- Records in a dataset
--------------------------------------------------
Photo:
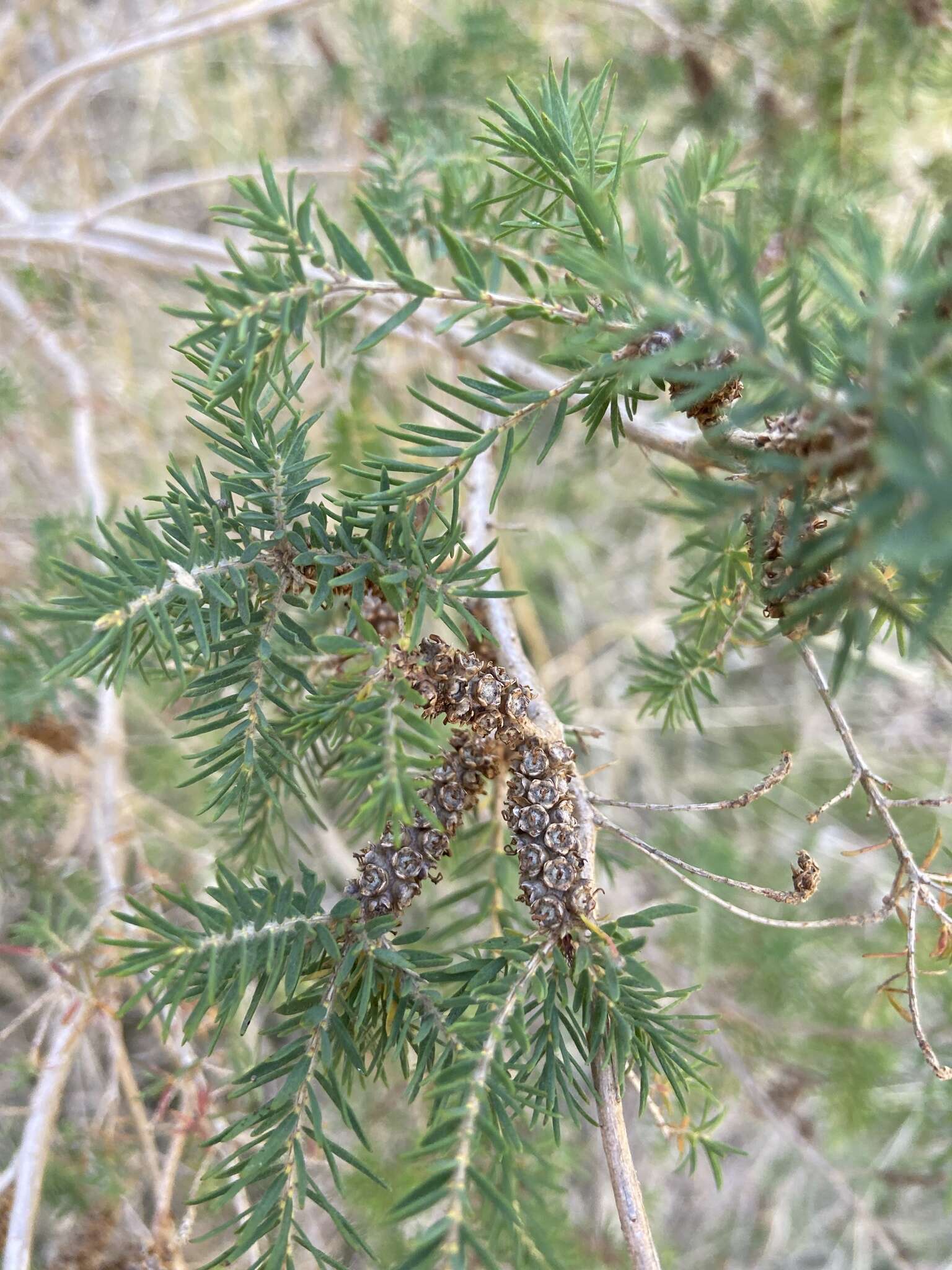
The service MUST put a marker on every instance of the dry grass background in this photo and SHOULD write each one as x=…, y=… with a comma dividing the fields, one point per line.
x=104, y=189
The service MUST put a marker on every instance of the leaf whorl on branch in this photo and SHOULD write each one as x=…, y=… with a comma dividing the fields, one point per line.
x=392, y=868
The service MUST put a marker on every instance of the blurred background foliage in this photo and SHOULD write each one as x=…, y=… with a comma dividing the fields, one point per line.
x=845, y=1139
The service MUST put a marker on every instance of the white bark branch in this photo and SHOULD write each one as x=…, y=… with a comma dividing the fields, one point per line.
x=38, y=1130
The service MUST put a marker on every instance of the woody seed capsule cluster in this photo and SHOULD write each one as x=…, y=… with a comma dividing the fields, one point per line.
x=392, y=868
x=770, y=557
x=470, y=693
x=542, y=817
x=712, y=408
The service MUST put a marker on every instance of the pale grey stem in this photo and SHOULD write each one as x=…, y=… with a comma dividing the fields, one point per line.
x=38, y=1130
x=673, y=865
x=942, y=1071
x=626, y=1188
x=172, y=37
x=919, y=881
x=775, y=776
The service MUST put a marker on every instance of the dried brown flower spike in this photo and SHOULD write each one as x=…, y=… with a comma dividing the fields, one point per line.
x=392, y=868
x=541, y=814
--------------------------------------------------
- Prompt
Echo the records word for word from their first line through the line holding "x=845, y=1139", both ends included. Leave the pictures out of your answer.

- Exercise result
Photo:
The service MUST put a marker on every instance of the dry grass background in this photo and SHOULD write each one as x=…, y=… with a comma dividing the fields, one point per line.
x=104, y=189
The service MUST put a marker on every instance of the leaf whorl on branch in this photo and SHOULD write each one as x=…, y=… with a comma dividing the fields, one point per line.
x=392, y=868
The service MUST put a marker on every instance of the blurred background foliage in this photo and SHOULD write each one as x=…, y=… with a comma dividing the fields, one point per line.
x=845, y=1139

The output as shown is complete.